TASK GOAL: Look over the lines below. Report each one that includes the string "firefighter".

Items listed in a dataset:
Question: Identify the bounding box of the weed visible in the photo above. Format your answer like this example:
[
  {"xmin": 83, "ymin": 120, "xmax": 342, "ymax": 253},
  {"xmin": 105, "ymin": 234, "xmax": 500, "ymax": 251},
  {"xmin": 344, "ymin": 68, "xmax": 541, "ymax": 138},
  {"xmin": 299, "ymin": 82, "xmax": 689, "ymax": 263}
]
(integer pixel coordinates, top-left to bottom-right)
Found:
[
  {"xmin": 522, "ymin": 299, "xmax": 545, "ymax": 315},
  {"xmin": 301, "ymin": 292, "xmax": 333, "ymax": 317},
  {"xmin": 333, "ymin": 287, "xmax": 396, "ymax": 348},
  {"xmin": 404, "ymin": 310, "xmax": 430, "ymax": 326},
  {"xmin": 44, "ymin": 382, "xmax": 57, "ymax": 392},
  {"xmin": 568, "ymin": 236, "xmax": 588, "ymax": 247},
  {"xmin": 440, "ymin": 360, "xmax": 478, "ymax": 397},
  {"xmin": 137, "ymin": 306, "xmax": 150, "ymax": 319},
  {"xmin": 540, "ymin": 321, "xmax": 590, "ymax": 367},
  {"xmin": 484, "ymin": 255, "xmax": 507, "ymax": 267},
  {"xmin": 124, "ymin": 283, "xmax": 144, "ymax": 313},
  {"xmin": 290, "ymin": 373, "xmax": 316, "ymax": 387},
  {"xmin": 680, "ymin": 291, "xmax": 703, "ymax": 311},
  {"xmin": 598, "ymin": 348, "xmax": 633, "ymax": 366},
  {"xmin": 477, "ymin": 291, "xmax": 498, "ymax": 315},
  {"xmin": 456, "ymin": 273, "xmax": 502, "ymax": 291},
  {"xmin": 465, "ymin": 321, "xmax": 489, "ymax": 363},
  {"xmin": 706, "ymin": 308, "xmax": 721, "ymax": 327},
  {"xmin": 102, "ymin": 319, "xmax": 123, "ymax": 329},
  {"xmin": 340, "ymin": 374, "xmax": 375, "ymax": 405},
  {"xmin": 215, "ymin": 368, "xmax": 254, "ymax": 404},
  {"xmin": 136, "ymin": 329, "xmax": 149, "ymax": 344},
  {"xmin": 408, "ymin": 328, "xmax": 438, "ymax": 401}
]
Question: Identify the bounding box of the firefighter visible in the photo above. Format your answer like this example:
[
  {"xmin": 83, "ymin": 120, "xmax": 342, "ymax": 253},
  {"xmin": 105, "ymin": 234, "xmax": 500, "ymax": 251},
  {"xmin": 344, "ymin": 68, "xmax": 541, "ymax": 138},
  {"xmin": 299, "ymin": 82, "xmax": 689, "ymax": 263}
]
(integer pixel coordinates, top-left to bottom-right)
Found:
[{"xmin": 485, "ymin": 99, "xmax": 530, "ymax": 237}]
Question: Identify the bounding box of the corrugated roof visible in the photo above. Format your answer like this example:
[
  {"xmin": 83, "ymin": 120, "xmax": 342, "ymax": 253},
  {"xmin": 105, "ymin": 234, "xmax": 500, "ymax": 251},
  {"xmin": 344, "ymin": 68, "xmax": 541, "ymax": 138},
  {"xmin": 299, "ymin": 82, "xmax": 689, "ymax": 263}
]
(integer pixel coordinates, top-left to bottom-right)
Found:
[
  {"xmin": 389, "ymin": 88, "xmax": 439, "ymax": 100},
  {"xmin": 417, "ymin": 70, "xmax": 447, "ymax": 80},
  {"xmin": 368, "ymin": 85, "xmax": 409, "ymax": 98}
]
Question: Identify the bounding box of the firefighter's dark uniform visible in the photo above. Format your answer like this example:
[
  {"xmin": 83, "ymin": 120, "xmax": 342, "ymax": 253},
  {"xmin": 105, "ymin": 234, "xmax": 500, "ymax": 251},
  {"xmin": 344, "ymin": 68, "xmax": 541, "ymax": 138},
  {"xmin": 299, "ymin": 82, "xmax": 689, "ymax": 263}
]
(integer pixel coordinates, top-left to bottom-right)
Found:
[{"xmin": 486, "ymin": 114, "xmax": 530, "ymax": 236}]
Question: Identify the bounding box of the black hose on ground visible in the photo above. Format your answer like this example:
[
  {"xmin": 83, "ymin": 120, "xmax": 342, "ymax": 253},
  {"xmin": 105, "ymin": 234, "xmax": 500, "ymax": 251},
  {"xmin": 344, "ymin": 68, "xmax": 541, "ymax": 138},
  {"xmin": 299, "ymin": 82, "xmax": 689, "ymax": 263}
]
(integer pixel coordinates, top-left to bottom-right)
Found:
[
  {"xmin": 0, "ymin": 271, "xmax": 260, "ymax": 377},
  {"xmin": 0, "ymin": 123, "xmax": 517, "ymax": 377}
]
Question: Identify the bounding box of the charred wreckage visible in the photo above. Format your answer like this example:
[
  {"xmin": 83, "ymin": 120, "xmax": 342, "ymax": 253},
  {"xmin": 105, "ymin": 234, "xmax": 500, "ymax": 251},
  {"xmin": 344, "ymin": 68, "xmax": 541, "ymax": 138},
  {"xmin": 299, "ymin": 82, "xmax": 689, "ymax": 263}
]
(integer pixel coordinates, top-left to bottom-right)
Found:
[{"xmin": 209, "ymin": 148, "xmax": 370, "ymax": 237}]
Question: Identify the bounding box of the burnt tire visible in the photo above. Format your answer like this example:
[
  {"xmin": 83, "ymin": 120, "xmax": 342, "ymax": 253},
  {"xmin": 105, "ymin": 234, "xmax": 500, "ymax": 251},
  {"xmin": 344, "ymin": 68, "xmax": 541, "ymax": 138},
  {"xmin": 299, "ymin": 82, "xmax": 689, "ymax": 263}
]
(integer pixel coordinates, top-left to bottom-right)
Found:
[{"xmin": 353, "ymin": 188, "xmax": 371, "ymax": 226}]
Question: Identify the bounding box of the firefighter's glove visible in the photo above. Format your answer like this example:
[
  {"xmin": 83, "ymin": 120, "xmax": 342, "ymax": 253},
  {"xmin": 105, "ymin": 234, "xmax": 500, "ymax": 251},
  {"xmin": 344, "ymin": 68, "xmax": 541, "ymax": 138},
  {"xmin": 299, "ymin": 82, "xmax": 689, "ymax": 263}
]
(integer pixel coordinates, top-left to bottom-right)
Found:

ANSWER SECTION:
Question: Identify the bounding box of the firefighter visible in the photo above. Format your answer like this example:
Question: Identify the bounding box of the firefighter's dark uniform visible in the photo above. Format your answer like this example:
Question: Identify the bounding box of the firefighter's glove visible in the photo above. Format your answer like this example:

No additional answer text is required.